- _Text_
Appendix I: Protocol Security Reference#
This appendix collects every network protocol named in the book into a single reference. For each protocol it gives the full form, the defining RFC or standard and the year of that document, the default port or ports, the protocol’s usage, the attacks it is commonly subject to, and the defenses that mitigate them.
A few conventions apply throughout. The RFC or standard listed is the primary defining document; many protocols have been revised, updated, or obsoleted over time, and the original year is noted where it differs materially from the current document. Ports are the IANA-registered defaults; real deployments may differ. Some entries are not IETF protocols at all (for example IEEE, OASIS, ISO, Wi-Fi Alliance, or vendor standards), and the responsible body is named in place of an RFC. Layer-2 and layer-3 protocols, which have no transport port, are marked accordingly. Cross-references point to the chapters where each protocol is discussed in context.

- _What is asked_
Copy the part of the protocol reference appendix that opens with "Appendix I: Protocol" and closes with "that mitigate them.", swapping "RFC" out for "specification".

- _Material_
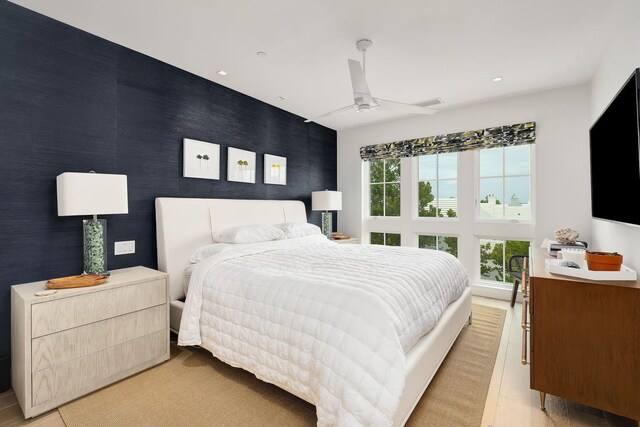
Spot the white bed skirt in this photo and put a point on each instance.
(423, 360)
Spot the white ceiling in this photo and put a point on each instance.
(422, 48)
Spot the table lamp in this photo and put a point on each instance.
(92, 194)
(326, 201)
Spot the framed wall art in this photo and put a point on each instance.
(200, 159)
(241, 165)
(275, 169)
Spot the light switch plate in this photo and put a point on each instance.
(124, 248)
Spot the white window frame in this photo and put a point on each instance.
(477, 177)
(438, 236)
(367, 178)
(385, 236)
(493, 283)
(417, 180)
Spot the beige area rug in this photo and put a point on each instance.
(195, 389)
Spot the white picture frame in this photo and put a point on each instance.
(275, 170)
(200, 159)
(241, 166)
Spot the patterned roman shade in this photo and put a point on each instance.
(501, 136)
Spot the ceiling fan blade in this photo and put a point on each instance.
(339, 110)
(358, 82)
(400, 107)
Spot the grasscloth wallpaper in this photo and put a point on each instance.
(73, 102)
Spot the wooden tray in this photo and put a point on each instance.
(76, 281)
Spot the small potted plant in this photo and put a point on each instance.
(603, 261)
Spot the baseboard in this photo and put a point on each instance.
(5, 374)
(495, 292)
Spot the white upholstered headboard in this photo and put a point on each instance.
(184, 225)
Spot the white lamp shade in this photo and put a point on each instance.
(91, 194)
(326, 200)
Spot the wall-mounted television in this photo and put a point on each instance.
(614, 141)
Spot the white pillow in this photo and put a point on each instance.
(298, 229)
(249, 234)
(207, 251)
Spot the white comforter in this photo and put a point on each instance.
(330, 323)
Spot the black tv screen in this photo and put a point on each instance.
(614, 141)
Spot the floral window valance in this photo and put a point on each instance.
(501, 136)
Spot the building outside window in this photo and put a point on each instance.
(387, 239)
(494, 257)
(505, 183)
(438, 185)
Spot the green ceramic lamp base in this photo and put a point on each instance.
(95, 246)
(327, 224)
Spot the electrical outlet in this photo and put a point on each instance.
(123, 248)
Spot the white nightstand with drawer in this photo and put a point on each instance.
(78, 340)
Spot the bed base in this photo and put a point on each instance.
(423, 360)
(185, 224)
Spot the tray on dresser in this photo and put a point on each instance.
(554, 266)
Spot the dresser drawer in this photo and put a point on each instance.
(66, 313)
(61, 347)
(76, 377)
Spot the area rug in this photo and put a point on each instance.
(195, 389)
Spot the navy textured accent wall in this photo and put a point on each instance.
(73, 102)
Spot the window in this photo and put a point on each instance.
(384, 187)
(441, 243)
(438, 185)
(494, 257)
(388, 239)
(505, 183)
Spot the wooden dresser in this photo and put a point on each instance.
(585, 339)
(77, 340)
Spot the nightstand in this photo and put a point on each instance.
(78, 340)
(352, 240)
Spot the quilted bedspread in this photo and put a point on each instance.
(330, 323)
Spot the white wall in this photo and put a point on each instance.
(561, 183)
(621, 57)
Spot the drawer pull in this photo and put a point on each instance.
(524, 348)
(523, 279)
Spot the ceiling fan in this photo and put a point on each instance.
(363, 101)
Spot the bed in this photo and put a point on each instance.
(184, 225)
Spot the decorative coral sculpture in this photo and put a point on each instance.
(566, 236)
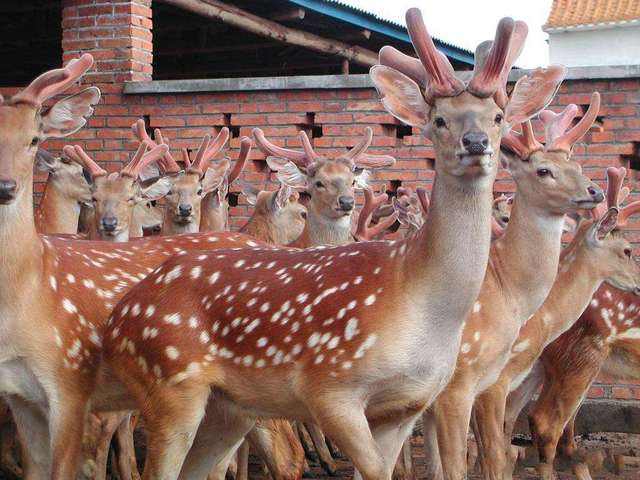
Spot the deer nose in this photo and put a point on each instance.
(476, 143)
(7, 189)
(184, 209)
(597, 195)
(346, 203)
(109, 224)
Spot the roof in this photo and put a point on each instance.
(364, 19)
(580, 14)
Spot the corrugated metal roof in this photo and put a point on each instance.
(372, 21)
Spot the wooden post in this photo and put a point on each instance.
(266, 28)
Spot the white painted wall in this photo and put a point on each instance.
(610, 46)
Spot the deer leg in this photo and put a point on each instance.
(488, 425)
(431, 450)
(243, 461)
(172, 416)
(326, 461)
(345, 422)
(452, 412)
(33, 433)
(221, 433)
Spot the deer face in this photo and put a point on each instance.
(548, 180)
(466, 132)
(67, 176)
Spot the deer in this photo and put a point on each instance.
(594, 256)
(60, 290)
(115, 195)
(330, 183)
(278, 218)
(197, 199)
(549, 185)
(65, 192)
(325, 344)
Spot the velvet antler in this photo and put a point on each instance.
(54, 82)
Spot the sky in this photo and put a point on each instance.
(466, 23)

- _Task answer_
Appendix I: Protocol Security Reference#
This appendix collects every network protocol named in the book into a single reference. For each protocol it gives the full form, the defining specification or standard and the year of that document, the default port or ports, the protocol’s usage, the attacks it is commonly subject to, and the defenses that mitigate them.